Short problem: Exactly as written, quote every line that follows, skipping the images.

Data in this exercise:
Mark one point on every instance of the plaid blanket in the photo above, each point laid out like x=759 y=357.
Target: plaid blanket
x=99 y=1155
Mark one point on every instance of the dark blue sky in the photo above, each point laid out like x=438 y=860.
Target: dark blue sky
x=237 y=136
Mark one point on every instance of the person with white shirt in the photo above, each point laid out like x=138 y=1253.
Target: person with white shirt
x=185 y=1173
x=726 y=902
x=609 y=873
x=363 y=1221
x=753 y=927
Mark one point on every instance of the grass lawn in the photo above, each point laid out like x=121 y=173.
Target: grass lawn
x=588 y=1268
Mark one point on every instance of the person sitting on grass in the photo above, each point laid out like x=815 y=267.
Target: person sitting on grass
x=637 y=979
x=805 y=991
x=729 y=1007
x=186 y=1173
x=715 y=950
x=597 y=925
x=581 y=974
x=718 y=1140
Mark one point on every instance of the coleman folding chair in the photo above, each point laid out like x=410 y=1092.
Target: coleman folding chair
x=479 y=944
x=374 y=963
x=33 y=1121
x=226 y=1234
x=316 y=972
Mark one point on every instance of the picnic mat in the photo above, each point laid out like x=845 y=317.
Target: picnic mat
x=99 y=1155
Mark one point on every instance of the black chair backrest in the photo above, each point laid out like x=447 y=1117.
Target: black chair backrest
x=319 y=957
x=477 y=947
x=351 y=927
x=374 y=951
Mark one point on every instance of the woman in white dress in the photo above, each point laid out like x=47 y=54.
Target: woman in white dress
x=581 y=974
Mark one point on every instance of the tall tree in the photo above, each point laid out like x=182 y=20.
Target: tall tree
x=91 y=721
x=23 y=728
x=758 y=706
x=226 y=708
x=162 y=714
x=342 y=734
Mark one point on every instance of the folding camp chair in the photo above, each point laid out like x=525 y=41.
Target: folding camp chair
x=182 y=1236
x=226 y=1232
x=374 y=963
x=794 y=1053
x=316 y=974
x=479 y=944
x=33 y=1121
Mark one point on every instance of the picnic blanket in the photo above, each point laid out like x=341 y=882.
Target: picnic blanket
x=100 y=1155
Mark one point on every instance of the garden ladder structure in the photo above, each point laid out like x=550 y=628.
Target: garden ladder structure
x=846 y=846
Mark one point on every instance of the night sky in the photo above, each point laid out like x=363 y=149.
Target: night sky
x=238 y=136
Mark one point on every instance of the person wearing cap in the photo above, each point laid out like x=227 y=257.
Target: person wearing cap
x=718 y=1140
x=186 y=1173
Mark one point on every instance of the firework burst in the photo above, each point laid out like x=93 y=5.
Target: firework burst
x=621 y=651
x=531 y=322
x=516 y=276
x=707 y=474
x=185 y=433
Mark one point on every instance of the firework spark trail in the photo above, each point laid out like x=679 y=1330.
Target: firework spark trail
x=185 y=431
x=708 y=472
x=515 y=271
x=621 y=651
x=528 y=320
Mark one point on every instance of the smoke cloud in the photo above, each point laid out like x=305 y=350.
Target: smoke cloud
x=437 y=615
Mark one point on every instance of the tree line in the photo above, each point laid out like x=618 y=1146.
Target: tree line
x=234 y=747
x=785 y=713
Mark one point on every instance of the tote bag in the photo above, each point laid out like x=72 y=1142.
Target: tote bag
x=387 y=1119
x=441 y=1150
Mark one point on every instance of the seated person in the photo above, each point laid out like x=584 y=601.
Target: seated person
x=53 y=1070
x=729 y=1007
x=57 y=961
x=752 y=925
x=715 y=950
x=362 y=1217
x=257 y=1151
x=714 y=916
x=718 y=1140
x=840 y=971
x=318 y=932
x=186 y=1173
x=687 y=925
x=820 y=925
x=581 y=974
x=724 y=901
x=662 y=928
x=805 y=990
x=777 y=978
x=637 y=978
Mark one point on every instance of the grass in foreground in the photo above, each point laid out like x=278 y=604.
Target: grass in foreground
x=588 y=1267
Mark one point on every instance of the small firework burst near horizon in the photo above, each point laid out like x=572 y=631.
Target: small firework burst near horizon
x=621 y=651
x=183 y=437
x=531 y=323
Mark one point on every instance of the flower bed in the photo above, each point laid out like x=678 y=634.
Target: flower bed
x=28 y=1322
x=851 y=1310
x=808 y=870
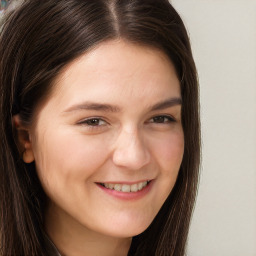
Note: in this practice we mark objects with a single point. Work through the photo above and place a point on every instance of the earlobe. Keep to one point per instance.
(23, 140)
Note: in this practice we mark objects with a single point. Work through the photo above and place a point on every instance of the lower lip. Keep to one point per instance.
(127, 195)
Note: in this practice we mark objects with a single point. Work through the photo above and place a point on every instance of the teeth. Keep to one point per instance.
(125, 187)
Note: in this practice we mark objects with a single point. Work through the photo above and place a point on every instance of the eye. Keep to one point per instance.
(93, 122)
(162, 119)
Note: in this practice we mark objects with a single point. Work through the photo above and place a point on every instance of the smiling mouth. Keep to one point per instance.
(126, 188)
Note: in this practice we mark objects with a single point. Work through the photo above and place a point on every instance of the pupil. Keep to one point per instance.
(159, 119)
(94, 122)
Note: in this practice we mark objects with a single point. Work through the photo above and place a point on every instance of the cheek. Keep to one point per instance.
(169, 152)
(63, 156)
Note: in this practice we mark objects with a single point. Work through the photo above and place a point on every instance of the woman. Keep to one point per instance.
(99, 129)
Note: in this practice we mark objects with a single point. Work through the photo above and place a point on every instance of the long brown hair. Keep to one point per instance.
(37, 40)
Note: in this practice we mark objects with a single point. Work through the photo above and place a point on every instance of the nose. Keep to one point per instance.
(130, 151)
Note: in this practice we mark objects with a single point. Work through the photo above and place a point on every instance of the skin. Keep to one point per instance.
(129, 142)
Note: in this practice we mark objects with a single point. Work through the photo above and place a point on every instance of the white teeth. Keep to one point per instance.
(117, 187)
(134, 187)
(125, 187)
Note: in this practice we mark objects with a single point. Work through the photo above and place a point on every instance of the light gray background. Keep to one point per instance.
(223, 37)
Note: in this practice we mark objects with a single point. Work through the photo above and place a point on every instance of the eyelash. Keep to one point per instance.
(94, 122)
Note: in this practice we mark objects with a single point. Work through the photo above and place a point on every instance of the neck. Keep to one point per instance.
(73, 239)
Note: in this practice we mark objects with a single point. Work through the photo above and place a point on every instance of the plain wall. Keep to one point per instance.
(223, 37)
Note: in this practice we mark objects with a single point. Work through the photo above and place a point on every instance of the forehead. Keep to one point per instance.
(118, 70)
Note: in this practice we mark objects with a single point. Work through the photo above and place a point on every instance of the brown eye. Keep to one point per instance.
(162, 119)
(93, 122)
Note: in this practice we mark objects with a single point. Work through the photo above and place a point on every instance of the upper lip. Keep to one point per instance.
(125, 182)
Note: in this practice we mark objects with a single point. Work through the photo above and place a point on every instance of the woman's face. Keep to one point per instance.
(108, 142)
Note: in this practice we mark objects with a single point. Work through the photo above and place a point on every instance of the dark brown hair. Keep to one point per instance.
(37, 40)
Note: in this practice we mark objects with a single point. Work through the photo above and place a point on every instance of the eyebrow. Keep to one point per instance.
(113, 108)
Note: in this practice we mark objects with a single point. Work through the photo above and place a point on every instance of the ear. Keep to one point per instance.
(23, 140)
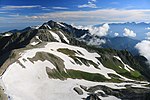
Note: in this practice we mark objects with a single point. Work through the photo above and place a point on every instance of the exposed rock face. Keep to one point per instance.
(92, 97)
(54, 59)
(78, 90)
(124, 94)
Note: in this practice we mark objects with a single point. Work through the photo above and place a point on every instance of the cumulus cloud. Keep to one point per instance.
(148, 35)
(129, 33)
(144, 49)
(96, 41)
(148, 28)
(116, 34)
(90, 4)
(97, 31)
(60, 8)
(19, 7)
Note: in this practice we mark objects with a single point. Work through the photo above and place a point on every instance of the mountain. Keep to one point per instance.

Problem solution:
Mark one point on every instance of the plaid blanket in the photo above, each point laid out like x=759 y=357.
Target: plaid blanket
x=99 y=1155
Mark one point on every instance of the dark blue sky in the photo above, each point laid out like x=438 y=860.
Target: dark blue sky
x=237 y=136
Mark one point on every instance of the person with white shirt in the photo above, each point laid out like x=138 y=1253.
Target: person with white shirt
x=185 y=1173
x=726 y=902
x=609 y=873
x=363 y=1221
x=753 y=927
Mark one point on every instance of the grass lawn in the photo above, each point laid out like x=121 y=173.
Target: grass lawn
x=588 y=1268
Mark one point on every instance of the person sitting on grass in the photo above, each point laid out like x=815 y=267.
Target: person sitting on grass
x=637 y=979
x=805 y=991
x=729 y=1007
x=186 y=1173
x=715 y=950
x=597 y=925
x=581 y=974
x=718 y=1140
Mark one point on every instance of the coleman folding chair in the photo above, each point laid out like x=410 y=1092.
Target: coleman folding chair
x=479 y=944
x=374 y=963
x=33 y=1121
x=226 y=1234
x=316 y=972
Mark one point on every instance of the picnic mat in the photo above, each point laid out like x=845 y=317.
Target: picnic mat
x=99 y=1155
Mark one point on every instance of the black chair backrest in the photo above, each point laid out like x=447 y=1117.
Target: black chair backrest
x=319 y=957
x=477 y=947
x=351 y=927
x=374 y=951
Mark one point on every instance of the woman in white dress in the photo above, each point laid out like x=47 y=54.
Target: woman in white dress
x=581 y=974
Mark one point on every instance of the tall tree in the photo above, each point laid out like x=182 y=20.
Target: tall tree
x=91 y=721
x=23 y=728
x=758 y=706
x=226 y=708
x=162 y=714
x=342 y=734
Mark one point on every instance of the folding camp chair in the photo above, each point laid out like x=525 y=41.
Target: folding camp chair
x=182 y=1236
x=226 y=1232
x=374 y=963
x=794 y=1053
x=316 y=974
x=479 y=944
x=33 y=1121
Mark one point on every instance of the picnic blanket in the photo above, each point laid out like x=341 y=882.
Target: picnic blanket
x=100 y=1155
Mark one point on every instance of the garden ladder structure in the photo above, each point laid out like x=550 y=628.
Target: garden ladder structure
x=846 y=846
Mark one point on every instance of the night sky in the photo above, each point laid out like x=363 y=149.
Target: night sky
x=238 y=136
Mark one point on every instance of the person wearing cap in the photo above, each point laid out like x=227 y=257.
Target: person wearing cap
x=718 y=1140
x=186 y=1173
Mark one point on every instance of the firework burst in the photo above, each point laid out like x=93 y=5.
Target: firework burst
x=621 y=651
x=531 y=322
x=516 y=276
x=707 y=474
x=185 y=433
Mark one point on every instance of the firework spark trail in the photo above, each point laid out like x=679 y=1330.
Target: firework spark trail
x=185 y=431
x=708 y=472
x=515 y=271
x=621 y=651
x=528 y=320
Mark one point on every instance of the smoke cloud in the photo above, each point laid out like x=305 y=350.
Target: smoke cloud
x=437 y=615
Mark one point on every instance of the tree line in the photo above, each point laid out like x=618 y=1146.
Target: tree line
x=234 y=747
x=785 y=713
Mark one point on every instance of the tote bag in the photo above, each point laid out like x=72 y=1142.
Target: tote bag
x=387 y=1119
x=441 y=1150
Mark one point on every instance of the seated person in the photo above, each point laid out like x=584 y=601.
Target: seated person
x=53 y=1070
x=729 y=1007
x=57 y=961
x=752 y=925
x=715 y=950
x=362 y=1217
x=257 y=1151
x=714 y=916
x=718 y=1140
x=840 y=971
x=318 y=932
x=186 y=1173
x=687 y=925
x=820 y=925
x=581 y=974
x=724 y=901
x=662 y=928
x=805 y=990
x=777 y=978
x=637 y=978
Mark one point on every instance of the grass in foreground in the photo above, each point laid out like x=278 y=604.
Target: grass in foreground
x=588 y=1267
Mark one point on every instance of the small firework burst near horizon in the photo above, each point laid out like x=572 y=631.
Target: small firework burst near horizon
x=621 y=651
x=183 y=437
x=531 y=323
Mark one point on every instance of the flower bed in the photo above, each point laid out like x=678 y=634.
Target: flower bed
x=28 y=1322
x=851 y=1310
x=808 y=870
Note: in this practice we mark objects with a single point. Work through the photo above and place a point on every instance of the earlobe. Keep to one point per instance.
(23, 140)
Note: in this practice we mark objects with a single point. Work through the photo above and place a point on every instance of the lower lip. Keep to one point per instance.
(127, 195)
Note: in this practice we mark objects with a single point. Work through the photo above and place a point on every instance of the teeth. Keep to one point per instance.
(125, 187)
Note: in this practice we mark objects with a single point. Work through the photo above and place a point on every instance of the eye. Keep to one point per instance.
(93, 122)
(162, 119)
Note: in this practice we mark objects with a single point. Work through the photo above and place a point on every instance of the smiling mouth. Keep to one point per instance.
(126, 188)
Note: in this practice we mark objects with a single point. Work through the photo above and place a point on every instance of the pupil. Keep to one point per instance.
(159, 119)
(94, 122)
Note: in this practice we mark objects with a single point. Work through the photo above and place a point on every instance of the cheek. Keep to one point per instance.
(169, 152)
(63, 156)
Note: in this practice we mark objects with a single point. Work through the photo above and place a point on every instance of the woman. Keep to one point per instance.
(99, 129)
Note: in this practice we mark objects with a single point. Work through the photo above and place a point on every instance of the long brown hair. Keep to one point per instance.
(37, 40)
Note: in this practice we mark objects with a single point. Work through the photo above and place a point on every instance of the nose. Keep to one point per instance.
(130, 151)
Note: in this practice we mark objects with a single point. Work through the photo above and place a point on every instance of the skin. Keep to one point per instance.
(129, 142)
Note: in this practice we mark objects with a single point. Work through the photo above and place a point on every instance of the white teeth. Keep to one point per instance.
(117, 187)
(134, 187)
(125, 187)
Note: in this practice we mark objects with a single point. Work through the photo above and place a point on every instance of the light gray background. Keep to one point per instance.
(223, 37)
Note: in this practice we mark objects with a single point. Work through the photo above and place a point on every instance of the eyelash. Keep to one point per instance.
(94, 122)
Note: in this practice we mark objects with a single point. Work through the photo above and place a point on every instance of the neck. Keep to one point per instance.
(73, 239)
Note: in this practice we mark objects with a single point. Work through the photo above and place a point on every instance of the plain wall. Keep to one point per instance.
(223, 37)
Note: in this practice we mark objects with a single point. Work through the photo above and place a point on every instance of the forehead. Keep to one point per instance.
(118, 70)
Note: in this practice we mark objects with a single point. Work through the photo above and place a point on every instance of the brown eye. Keep to one point per instance.
(162, 119)
(93, 122)
Note: in this practice we mark objects with a single point. Work through the photo above and place a point on every instance of the upper lip. Keep to one point per instance.
(125, 182)
Note: in this practice we mark objects with a single point. Work through the photo above and place a point on every instance of the woman's face. Keep to one point per instance.
(108, 142)
Note: in this practice we mark objects with a single point. Work through the photo above and place a point on every instance of the dark brown hair. Keep to one point per instance.
(37, 40)
Note: in this practice we mark objects with a single point. Work through the photo above and place a point on every instance of the eyebrow. Keep to one point per instance.
(113, 108)
Note: in this practice we mark objects with a single point. Work through the photo above and place a point on every instance of the ear. Keep to one point per instance.
(23, 140)
Note: in this practice we mark objects with a single point. Work through the photo above and place a point on every instance of the exposed rock face. Keep to one point per instance.
(92, 97)
(54, 59)
(78, 90)
(124, 94)
Note: in this practice we mark objects with a single point. Work through the photo above and place a point on every instance of the cumulus cloud. Keep to one point per instance.
(148, 35)
(129, 33)
(144, 49)
(96, 41)
(148, 28)
(116, 34)
(90, 4)
(97, 31)
(60, 8)
(19, 7)
Note: in this practice we mark objects with a single point. Work through the photo above and place a point on every instance of the mountain. Keep to one point per instance.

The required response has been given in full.